### REQUIRED WORK
A. For the bug report about smartd messages, list each field and its value that the smartd email gives for the host running the daemon.
B. Edit the bug report's passage starting at "The following warning/error" and ending at "- 11 Time(s)", replacing "smartd daemon" with "disk monitoring service".

### PASSAGE PROVIDED

※

Red Hat Bugzilla – Bug 277641
Usability of important smartd messages
Last modified: 2007-11-30 17:12:14 EST
I got the following emailed to "root" by "smartd":
From: root <root@diet-anarchy>
Subject: SMART error (CurrentPendingSector) detected on host: diet-anarchy
Date: Mon, 20 Aug 2007 18:33:56 -0400
This email was generated by the smartd daemon running on:
host name: diet-anarchy
DNS domain: [Unknown]
NIS domain: (none)
The following warning/error was logged by the smartd daemon:
Device: /dev/hda, 1 Currently unreadable (pending) sectors
For details see host's SYSLOG (default: /var/log/messages).
You can also use the smartctl utility for further investigation.
No additional email messages about this problem will be sent.
I got the following emailed to "root" by "logwatch":
--------------------- Smartd Begin ------------------------
Currently unreadable (pending) sectors detected:
/dev/hda - 11 Time(s)
1 unreadable sectors detected
Warning via mail to root: successful - 1 Time(s)
Sending warning via mail to root ... - 1 Time(s)
---------------------- Smartd End -------------------------
There are two usability problems here. 1.) The wording of these warning
messages is rather technical. Most people - who are not experienced
command-line Linux users - would not know what to do next. 2.) These messages
are being e-mailed to "root". One would need to either actively check root's
email, configure sendmail to send root's email somewhere else, to even receive
these messages in the first place. Anaconda does not prompt users to do either
of these things, and I seriously doubt that most everyday users would actually
These are important messages, which after some amount of research I decided
meant that my hard drive was beginning to fail, and that it was time to replace
it with a new one. This is important enough that not receiving or understanding
these messages seems unsatisfactory.

※

Referring expression data:

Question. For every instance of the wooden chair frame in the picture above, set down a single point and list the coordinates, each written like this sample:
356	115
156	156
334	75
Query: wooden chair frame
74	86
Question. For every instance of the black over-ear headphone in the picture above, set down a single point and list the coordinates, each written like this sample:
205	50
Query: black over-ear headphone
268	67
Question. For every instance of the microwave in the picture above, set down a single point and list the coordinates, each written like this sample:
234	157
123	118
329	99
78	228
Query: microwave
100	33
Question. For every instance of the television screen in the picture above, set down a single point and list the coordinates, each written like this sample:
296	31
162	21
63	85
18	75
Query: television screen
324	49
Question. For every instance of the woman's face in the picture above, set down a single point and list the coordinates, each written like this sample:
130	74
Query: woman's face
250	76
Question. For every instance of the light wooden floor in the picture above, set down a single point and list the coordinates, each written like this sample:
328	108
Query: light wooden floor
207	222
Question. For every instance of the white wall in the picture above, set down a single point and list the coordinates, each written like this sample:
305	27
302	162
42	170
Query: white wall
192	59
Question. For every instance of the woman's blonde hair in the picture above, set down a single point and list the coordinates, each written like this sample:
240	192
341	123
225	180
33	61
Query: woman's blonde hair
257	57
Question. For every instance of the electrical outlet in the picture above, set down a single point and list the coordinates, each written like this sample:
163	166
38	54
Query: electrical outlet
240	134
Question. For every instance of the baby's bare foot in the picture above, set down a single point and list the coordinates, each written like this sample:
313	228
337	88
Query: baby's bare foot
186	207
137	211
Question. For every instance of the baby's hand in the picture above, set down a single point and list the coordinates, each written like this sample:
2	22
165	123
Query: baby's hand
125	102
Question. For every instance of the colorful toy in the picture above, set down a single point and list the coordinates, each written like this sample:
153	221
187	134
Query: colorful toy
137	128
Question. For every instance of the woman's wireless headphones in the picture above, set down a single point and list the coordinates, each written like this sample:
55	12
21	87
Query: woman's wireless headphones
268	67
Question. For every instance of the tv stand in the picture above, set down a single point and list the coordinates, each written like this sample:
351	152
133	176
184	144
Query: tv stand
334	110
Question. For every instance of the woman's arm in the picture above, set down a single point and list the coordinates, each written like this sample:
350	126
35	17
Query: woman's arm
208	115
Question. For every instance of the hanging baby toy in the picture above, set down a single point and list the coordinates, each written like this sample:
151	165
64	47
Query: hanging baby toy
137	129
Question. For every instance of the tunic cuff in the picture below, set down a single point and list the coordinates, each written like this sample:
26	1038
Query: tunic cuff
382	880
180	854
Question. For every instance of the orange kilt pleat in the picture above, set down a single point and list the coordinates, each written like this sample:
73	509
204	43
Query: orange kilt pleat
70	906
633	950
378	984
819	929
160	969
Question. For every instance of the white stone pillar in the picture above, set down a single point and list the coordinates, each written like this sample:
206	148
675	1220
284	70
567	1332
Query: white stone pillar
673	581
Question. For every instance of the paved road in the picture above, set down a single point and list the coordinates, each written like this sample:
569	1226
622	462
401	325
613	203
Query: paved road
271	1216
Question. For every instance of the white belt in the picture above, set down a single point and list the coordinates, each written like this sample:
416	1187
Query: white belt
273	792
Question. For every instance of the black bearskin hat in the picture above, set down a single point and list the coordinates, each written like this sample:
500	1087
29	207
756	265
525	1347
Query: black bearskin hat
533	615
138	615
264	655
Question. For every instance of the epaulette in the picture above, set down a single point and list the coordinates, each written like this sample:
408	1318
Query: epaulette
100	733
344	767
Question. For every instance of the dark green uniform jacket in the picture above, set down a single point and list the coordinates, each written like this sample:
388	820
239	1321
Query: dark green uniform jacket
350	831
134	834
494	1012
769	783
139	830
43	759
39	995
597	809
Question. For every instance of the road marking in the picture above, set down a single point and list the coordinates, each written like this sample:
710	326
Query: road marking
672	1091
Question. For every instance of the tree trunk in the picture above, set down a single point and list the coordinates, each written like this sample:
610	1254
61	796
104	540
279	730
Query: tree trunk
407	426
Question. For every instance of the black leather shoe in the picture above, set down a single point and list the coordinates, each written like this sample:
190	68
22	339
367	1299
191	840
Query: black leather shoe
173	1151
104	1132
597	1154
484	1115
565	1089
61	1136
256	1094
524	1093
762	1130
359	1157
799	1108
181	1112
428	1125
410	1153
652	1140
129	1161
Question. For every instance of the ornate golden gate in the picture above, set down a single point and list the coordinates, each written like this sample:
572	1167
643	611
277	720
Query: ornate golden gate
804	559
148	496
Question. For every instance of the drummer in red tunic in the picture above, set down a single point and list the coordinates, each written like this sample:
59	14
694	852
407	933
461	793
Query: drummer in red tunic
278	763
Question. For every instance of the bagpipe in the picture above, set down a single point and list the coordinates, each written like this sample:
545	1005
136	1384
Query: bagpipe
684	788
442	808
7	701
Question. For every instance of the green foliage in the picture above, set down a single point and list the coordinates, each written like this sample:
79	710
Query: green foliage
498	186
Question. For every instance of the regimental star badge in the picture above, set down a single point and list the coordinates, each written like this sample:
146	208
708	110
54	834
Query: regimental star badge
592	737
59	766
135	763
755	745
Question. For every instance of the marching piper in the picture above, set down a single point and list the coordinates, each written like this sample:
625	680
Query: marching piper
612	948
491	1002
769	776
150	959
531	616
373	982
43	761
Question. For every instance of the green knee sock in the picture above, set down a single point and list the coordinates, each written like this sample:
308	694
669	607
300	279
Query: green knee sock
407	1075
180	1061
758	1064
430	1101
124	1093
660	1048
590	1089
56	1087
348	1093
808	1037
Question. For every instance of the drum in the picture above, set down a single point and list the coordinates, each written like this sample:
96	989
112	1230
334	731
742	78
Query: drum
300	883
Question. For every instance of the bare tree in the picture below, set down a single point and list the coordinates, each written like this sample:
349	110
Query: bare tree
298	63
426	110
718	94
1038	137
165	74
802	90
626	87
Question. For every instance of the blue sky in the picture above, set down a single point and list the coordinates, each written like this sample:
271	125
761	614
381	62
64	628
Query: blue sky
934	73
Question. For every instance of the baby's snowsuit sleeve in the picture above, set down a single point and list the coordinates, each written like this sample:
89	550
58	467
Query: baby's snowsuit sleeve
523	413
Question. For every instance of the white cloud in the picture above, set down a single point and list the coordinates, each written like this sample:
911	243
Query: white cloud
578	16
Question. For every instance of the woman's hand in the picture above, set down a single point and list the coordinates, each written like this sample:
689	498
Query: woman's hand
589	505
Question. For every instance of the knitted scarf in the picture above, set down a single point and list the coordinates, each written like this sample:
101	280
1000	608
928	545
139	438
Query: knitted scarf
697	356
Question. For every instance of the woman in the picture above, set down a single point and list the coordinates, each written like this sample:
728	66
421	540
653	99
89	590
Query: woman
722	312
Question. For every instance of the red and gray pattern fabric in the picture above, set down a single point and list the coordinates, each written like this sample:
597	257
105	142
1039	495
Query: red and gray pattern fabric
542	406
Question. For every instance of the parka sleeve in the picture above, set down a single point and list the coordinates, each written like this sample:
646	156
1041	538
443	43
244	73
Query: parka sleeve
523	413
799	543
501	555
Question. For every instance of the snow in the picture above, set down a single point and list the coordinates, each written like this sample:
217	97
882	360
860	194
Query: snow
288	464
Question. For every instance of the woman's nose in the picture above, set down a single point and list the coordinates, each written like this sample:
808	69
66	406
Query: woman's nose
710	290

※

### RESPONSES IN ORDER
A.
host name: diet-anarchy
DNS domain: [Unknown]
NIS domain: (none)

B.
The following warning/error was logged by the disk monitoring service:
Device: /dev/hda, 1 Currently unreadable (pending) sectors
For details see host's SYSLOG (default: /var/log/messages).
You can also use the smartctl utility for further investigation.
No additional email messages about this problem will be sent.
I got the following emailed to "root" by "logwatch":
--------------------- Smartd Begin ------------------------
Currently unreadable (pending) sectors detected:
/dev/hda - 11 Time(s)